▶ _Extract provided_:
I am writing a ncurses based C.A. simulator for (nearly) any kind of C.A. which uses the Moore or Neumann neighborhoods.

With the current (hardcoded and most obvious [running state funcs]) the simulation runs pretty well; until the screen is filled with 'on' (or whatever active) cells.

So my question is: Are there any efficient algorithms for handling at least life-like rules? or Generations, Weighted life/generations...

Thanks.

A: 

I think writing state machines is not as much algorhitms designing problem as is just problem how to write clean and "bug free" code. What are you probably looking for is implementation of cellular automata / state chart.

http://www.state-machine.com/ //<- no this is not coincidence http://www.boost.org/doc/libs/1%5F40%5F0/libs/statechart/doc/index.html

You might also try whit stackless python http://stackless.com/. It can be used for state machines or CA. Here http://members.verizon.net/olsongt/stackless/why%5Fstackless.html#the-factory it is tutorial for stackless implementing factory process simulation

ralu
well i do not want general purpose state-machines, nor clean code, really i want to optimize celular automata simulation execution (faster).

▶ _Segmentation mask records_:
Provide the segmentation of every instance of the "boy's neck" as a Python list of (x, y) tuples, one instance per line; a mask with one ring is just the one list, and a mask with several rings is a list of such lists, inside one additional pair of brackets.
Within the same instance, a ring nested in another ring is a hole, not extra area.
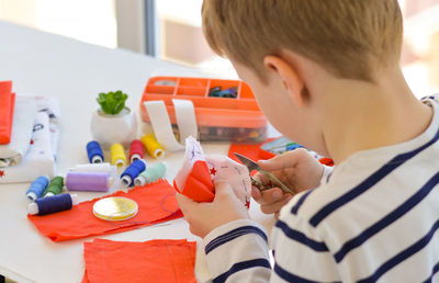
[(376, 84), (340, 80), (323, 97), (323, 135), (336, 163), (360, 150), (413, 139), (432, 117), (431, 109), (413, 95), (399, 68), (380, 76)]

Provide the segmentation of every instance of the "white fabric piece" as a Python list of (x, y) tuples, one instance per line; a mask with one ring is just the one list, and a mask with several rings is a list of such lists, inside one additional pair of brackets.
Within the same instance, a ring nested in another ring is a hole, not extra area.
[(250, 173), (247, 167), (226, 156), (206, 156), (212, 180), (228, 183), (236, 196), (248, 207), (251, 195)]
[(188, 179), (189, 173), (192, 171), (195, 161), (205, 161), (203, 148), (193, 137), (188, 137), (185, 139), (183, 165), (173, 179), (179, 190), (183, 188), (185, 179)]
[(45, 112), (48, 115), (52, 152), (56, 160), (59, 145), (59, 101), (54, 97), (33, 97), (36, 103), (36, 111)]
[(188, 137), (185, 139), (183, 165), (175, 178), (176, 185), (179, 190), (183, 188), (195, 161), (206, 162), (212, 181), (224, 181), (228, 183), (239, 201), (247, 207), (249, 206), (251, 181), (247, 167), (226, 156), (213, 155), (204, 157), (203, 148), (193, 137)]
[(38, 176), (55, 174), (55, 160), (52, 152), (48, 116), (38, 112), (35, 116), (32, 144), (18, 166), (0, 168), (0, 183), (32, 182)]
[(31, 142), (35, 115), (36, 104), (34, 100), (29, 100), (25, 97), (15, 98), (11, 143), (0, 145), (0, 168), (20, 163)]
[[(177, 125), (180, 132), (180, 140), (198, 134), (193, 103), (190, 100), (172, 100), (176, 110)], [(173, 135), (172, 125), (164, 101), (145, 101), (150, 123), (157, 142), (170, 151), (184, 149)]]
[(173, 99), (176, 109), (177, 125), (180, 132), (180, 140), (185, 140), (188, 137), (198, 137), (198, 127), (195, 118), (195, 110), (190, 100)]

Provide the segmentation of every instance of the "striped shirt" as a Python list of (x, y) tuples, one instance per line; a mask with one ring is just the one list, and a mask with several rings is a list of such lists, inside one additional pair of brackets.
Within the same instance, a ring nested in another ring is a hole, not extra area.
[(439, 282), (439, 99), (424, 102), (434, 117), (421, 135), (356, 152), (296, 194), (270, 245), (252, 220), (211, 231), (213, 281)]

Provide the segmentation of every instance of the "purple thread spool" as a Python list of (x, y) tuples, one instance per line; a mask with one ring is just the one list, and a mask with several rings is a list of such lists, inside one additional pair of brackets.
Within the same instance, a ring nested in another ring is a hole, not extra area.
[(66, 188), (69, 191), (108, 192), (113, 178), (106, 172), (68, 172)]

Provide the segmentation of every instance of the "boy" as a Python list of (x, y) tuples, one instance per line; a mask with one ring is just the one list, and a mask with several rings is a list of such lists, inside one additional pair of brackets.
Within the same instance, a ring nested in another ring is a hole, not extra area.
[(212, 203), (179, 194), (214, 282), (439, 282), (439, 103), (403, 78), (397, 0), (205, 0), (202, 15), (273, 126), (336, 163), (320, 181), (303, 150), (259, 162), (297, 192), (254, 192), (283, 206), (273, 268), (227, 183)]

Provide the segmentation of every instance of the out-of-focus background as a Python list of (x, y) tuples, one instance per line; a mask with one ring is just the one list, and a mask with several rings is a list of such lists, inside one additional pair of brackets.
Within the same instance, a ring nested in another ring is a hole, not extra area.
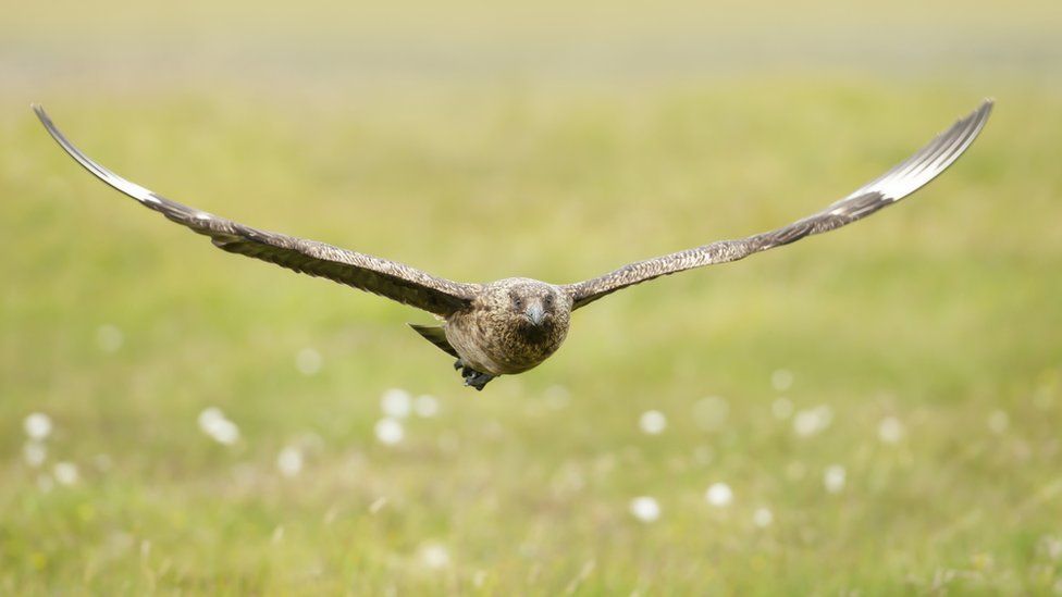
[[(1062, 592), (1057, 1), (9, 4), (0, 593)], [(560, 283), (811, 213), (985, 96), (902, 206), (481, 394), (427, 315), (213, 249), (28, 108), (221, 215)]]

▶ _Prompt A_:
Repeat the part of the cellular automata discussion starting at "With the current" and ending at "Generations, Weighted life/generations...".
▶ _Prompt B_:
Carry on the cellular automata discussion after its final sentence.
The records have nothing to do with what is asked here.

▶ _Answer space A_:
With the current (hardcoded and most obvious [running state funcs]) the simulation runs pretty well; until the screen is filled with 'on' (or whatever active) cells.

So my question is: Are there any efficient algorithms for handling at least life-like rules? or Generations, Weighted life/generations...

▶ _Answer space B_:
zkp0s
Then just make one big ugly switch, or maybe better just code whit lo of gotos.Do not have better idea. State machines can not be optimised whit generic algorhitm.
ralu
and tell me about hashlife. I repeat, I Don want to have general purpose state-machines but some optimizations on certain common Celular Automata rules
zkp0s
+2  A: 

it's generally nice to only run update passes in areas of the grid that had activity in the previous time step. if you keep a boolean lattice of "did i change this time?" for each pass, you only need to update cells within one radius of those with an "on" in the change lattice.

Autoplectic
A: 

You could look into the HashLife algorithm and try to adapt its concept to whatever automata you are working on.